Would you set down each line of the data below exactly?
----
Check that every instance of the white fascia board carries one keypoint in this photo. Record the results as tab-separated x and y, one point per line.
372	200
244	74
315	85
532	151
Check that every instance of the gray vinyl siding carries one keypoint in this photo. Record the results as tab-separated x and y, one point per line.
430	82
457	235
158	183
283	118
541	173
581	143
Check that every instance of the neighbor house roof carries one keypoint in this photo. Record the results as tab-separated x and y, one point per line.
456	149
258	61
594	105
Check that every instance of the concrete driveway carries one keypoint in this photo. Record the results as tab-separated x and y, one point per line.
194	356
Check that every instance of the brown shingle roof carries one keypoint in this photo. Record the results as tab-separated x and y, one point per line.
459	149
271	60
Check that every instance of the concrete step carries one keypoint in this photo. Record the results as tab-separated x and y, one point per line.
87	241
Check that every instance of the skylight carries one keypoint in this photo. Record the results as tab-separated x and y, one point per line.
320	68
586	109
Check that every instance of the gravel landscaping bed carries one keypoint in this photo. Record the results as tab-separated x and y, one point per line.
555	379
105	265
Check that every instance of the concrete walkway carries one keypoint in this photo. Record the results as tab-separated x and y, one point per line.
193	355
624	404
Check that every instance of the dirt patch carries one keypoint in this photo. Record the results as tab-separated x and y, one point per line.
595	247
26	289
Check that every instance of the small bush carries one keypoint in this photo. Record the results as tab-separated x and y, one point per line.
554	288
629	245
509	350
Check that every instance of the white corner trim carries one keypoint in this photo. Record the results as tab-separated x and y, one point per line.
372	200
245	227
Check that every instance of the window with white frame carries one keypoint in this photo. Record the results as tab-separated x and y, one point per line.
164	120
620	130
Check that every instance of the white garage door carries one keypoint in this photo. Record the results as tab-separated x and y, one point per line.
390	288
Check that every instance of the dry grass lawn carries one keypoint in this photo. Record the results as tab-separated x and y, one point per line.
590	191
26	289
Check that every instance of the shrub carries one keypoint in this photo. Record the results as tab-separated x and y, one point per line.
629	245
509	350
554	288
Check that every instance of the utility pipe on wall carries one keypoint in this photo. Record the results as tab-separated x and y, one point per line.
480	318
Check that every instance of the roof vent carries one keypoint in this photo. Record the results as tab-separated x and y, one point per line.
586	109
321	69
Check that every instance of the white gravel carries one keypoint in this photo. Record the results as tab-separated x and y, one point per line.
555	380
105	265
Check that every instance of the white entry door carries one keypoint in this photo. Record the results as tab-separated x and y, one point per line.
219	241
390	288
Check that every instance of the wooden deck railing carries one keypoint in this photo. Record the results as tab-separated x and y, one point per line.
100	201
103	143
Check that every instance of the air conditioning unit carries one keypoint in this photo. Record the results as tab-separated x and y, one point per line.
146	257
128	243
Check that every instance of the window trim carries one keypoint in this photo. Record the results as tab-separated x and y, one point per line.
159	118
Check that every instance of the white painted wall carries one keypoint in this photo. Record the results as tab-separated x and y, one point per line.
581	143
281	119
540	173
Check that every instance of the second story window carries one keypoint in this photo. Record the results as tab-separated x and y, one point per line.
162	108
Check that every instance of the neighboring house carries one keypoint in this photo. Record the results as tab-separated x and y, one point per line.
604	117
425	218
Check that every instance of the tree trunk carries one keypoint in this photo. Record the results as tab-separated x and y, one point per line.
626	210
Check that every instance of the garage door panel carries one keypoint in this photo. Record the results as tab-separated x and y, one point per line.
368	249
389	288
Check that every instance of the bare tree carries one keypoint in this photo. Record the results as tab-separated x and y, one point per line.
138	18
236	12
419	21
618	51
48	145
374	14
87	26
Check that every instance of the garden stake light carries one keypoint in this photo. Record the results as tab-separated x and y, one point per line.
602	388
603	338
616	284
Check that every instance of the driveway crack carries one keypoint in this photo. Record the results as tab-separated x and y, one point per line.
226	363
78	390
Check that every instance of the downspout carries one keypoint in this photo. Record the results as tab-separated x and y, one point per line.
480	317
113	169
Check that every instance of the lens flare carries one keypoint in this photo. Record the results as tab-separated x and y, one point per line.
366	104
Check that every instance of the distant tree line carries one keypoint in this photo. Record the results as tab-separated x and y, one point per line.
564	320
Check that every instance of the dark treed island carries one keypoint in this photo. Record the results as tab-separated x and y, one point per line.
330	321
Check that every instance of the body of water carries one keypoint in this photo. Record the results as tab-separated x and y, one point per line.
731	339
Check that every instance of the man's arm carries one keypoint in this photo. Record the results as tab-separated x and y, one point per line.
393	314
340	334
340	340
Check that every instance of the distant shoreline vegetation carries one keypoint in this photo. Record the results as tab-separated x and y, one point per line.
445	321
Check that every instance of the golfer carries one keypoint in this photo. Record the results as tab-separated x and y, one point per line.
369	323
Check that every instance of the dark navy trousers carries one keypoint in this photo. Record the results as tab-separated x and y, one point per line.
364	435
----
WRITTEN SOLUTION:
Check that every instance of the white fascia board carries one keypoint in this photo. Record the results as tab-separated x and y, one point per line.
372	200
244	74
315	85
532	151
Check that every instance of the gray vinyl siding carries one keypoint in this photo. Record the results as tab-separated x and y, one point per line.
430	82
457	235
158	183
283	118
541	173
581	143
Check that every instance of the neighbor house roof carries one keypoint in this photo. Record the results as tab-separated x and y, one point per line.
456	149
258	61
594	105
Check that every instance of the concrete driveway carries one keypoint in this photo. Record the results as tab-separated x and y, one point per line.
194	356
Check that every instance of the brown shingle roof carries one keypoint in this photo. Record the results as tab-separated x and y, one point per line.
459	149
271	60
Check that every instance of the concrete step carries one keypoint in this photo. Record the results as tab-separated x and y, one point per line.
87	241
Check that every instance of the skylight carries one keypoint in this photo. Record the results as tab-separated x and y, one point per line.
320	68
586	109
Check that every instance of the gravel landscaping bed carries one keypoint in this photo. Record the results as tab-separated x and y, one point per line.
555	379
105	265
Check that every instance of the concrete walkway carries one keypoint in this photo. Record the results as tab-separated x and y, one point per line.
193	355
624	404
Check that every instance of the dirt patch carries one keypoint in this photo. Record the results as tab-separated x and y, one point per line.
595	247
26	289
Check that every instance of the small bush carries one keypoint in this photo. Record the results as tab-separated x and y, one point per line.
554	288
629	245
509	350
Check that every instance of the white corner trim carries one keypoint in this photo. Record the results as tab-separated x and y, one point per line.
372	200
245	227
Check that every instance of the window with white frame carries one keypoint in this photo. Record the results as tab-separated x and y, one point per line.
164	120
620	130
Check that every instance of the white garage door carries one keypoint in this photo. Record the results as tab-separated x and y, one point per line.
390	288
Check that every instance of the dry grass lawn carries one keypoint in this photo. Record the results as tab-separated x and y, one point per line.
590	191
26	289
Check that every instance of the shrub carries one keypoint in this photo. Record the results as tab-separated x and y, one point per line.
629	245
509	350
554	288
Check that every instance of the utility pipe on wall carries one keypoint in this photo. Record the results as tab-separated x and y, one point per line.
480	318
Check that every instance of the roof vent carries one keypoint in this photo. Record the results as tab-separated x and y, one point per line.
586	109
321	69
Check that every instance of the white gravel carries one keypoint in this photo. Record the results as tab-separated x and y, one point per line.
555	380
105	265
Check that every instance of the white entry door carries one keypoint in this photo. Record the results as tab-separated x and y, one point per line.
219	241
390	288
Check that every instance of the wooden deck railing carries one keypoint in this photo. Record the results as tab-separated x and y, one point per line.
100	201
103	143
Check that every instance of the air conditioning unit carries one keypoint in this photo. Record the results as tab-separated x and y, one point per line.
146	257
128	243
Check that every instance of the window trim carries one keypoint in this photo. Record the results as tab-separated x and y, one point per line.
159	118
Check that every instance of the white painted wall carries one keypoint in this photo. Record the results as tab-separated x and y, one point per line.
581	143
281	119
540	173
Check that every instance of the second story window carries one keypoint in this photo. Record the results as tab-separated x and y, one point per line.
162	108
Check that every instance of the neighboring house carries one keypoint in this photo. Record the results as tab-separated x and y, one point per line.
604	117
425	218
Check that every instance of the tree trunk carries one keypoint in this photo. Record the results as tab-separated x and y, one point per line.
626	210
Check that every instance of the garage door panel carries one keypoint in this photo. Record the results as tab-separated x and y, one point per line.
368	249
389	288
Check that every instance of the bare tree carries one keypoint in this photo. Record the results as tab-separated x and y, one point per line.
138	18
236	12
419	21
618	51
48	145
374	14
87	26
Check that every instance of the garden stake light carries one keypoint in this photo. Record the results as tab-separated x and y, one point per line.
602	388
603	338
616	284
Check that every instance of the driveway crack carries one keypoint in this photo. Record the results as tab-separated x and y, one point per line.
226	363
78	390
Check that every instance of the downspout carries one keypoint in this photo. Record the results as tab-separated x and y, one point per line.
480	317
113	169
Check that every instance of the lens flare carries one keypoint in this photo. Record the results as tab-separated x and y, one point per line.
366	104
Check that every instance of the distant tree line carries one keypoint in this photo. Record the results as tab-separated x and y, one point per line.
564	320
Check that every instance of the dark treed island carries one keypoint in this photo. Record the results as tab-separated x and y, one point per line.
330	321
Check that every instance of the body of water carries one keypoint in this photo. Record the results as tab-separated x and y, one point per line.
731	339
Check that every instance of the man's arm carries one keypoint in this photo. Record the results as tab-separated x and y, one point per line.
393	314
340	334
340	340
Check that every instance of the distant shoreline vegetation carries one keypoint in this photo. Record the results as tab-separated x and y, one point per line.
445	321
Check that every instance of the golfer carries one keypoint in this photo. Record the results as tab-separated x and y, one point per line.
369	323
Check that every instance of the dark navy trousers carries one keypoint in this photo. Record the results as tab-separated x and y, one point per line.
364	435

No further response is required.